→ **Estratto del testo**
--------

Gli strali più virulenti contro questo tipo di Partito Democratico provengono dalla sinistra visto che da parte dei principali fautori del Partito Democratico senza aggettivazione alcuna si ha l’allergia persino per la parola socialdemocrazia e che c’è la pregiudiziale da parte di Rutelli e seguaci che tale Partito Democratico mai si dovrà iscrivere al gruppo europeo del Partito Socialista.
Con questi vincoli a volte velati e a volte gridati certo è che a non volerlo questo amorfo Partito Democratico sono in tanti a sinistra, e non solo della sinistra estrema, radicale, alternativa, ma bensì di quella moderata, di governo, del socialismo riformista. L’avversione a questo tipo di Partito Democratico di soli ex DC e di ex PCI c’è anche da parte della componente della sinistra laica e liberale anche se nel dibattito si è fatta sentire poco.
A sinistra i critici del Partito Democratico si possono dividere in due fronti quello distruttivo e quello costruttivo.
- il primo, quello distruttivo non lo vuole perché vuole in alternativa il partito unico della Sinistra (senza avere ancora chiarito se a centralità socialdemocratica o se a centralità sinistra alternativa);
- il secondo, quello costruttivo che vuole riposizionare il Partito Democratico (come è sempre stato il progetto per il grande Ulivo degli anni 90) sui quattro pilastri: cattolico democratico, liberale, socialista ed ecologista. Quattro pilastri che, - dopo il risveglio degli integralismi religiosi – cattolico compreso - si sta chiarificando l’esigenza fondamentale– devono essere ancorati alla solida roccia della laicità dello Stato.
Ecco una breve rassegna delle prese di posizioni contrarie cercando di evidenziarne ai fini sopra indicati la distruttività o la costruttività.
Tra tutti gli articoli critici, ma costruttivi, c’è da ricordare significativamene prima di ogni altro quello di Giorgio Ruffolo (Il vero ostacolo al Partito democratico – Repubblica del 23/12/2005)

--------

Voci di dati salvate
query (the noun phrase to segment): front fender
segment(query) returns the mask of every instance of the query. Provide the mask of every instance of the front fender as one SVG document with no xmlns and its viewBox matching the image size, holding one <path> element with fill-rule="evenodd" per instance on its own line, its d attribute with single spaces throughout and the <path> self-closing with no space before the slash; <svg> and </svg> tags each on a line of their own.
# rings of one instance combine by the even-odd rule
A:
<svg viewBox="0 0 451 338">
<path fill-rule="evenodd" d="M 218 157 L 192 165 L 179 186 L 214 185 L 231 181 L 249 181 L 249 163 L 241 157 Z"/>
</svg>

--------

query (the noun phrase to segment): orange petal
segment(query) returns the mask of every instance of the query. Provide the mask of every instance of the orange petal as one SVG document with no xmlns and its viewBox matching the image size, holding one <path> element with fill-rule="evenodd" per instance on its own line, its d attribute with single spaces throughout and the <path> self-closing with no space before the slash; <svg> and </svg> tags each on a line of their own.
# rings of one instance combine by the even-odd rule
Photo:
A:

--------

→ **Attività da svolgere**
(a) Rispondi alle seguenti domande sul brano relativo al Partito Democratico:
(i) A quale gruppo europeo, secondo Rutelli e i suoi seguaci, il Partito Democratico non dovrà mai iscriversi?
(ii) In quali due fronti si possono dividere i critici del Partito Democratico a sinistra?
(iii) Quale articolo va ricordato prima di ogni altro tra quelli critici ma costruttivi?
(b) Trascrivi fedelmente il passo del brano relativo al Partito Democratico che comincia con "- il primo, quello" e prosegue fino a "laicità dello Stato.".

→ **Soluzioni**
(a)
(i) Al gruppo europeo del Partito Socialista.
(ii) Nel fronte distruttivo e in quello costruttivo.
(iii) L'articolo di Giorgio Ruffolo "Il vero ostacolo al Partito democratico", uscito su Repubblica il 23/12/2005.

(b)
- il primo, quello distruttivo non lo vuole perché vuole in alternativa il partito unico della Sinistra (senza avere ancora chiarito se a centralità socialdemocratica o se a centralità sinistra alternativa);
- il secondo, quello costruttivo che vuole riposizionare il Partito Democratico (come è sempre stato il progetto per il grande Ulivo degli anni 90) sui quattro pilastri: cattolico democratico, liberale, socialista ed ecologista. Quattro pilastri che, - dopo il risveglio degli integralismi religiosi – cattolico compreso - si sta chiarificando l’esigenza fondamentale– devono essere ancorati alla solida roccia della laicità dello Stato.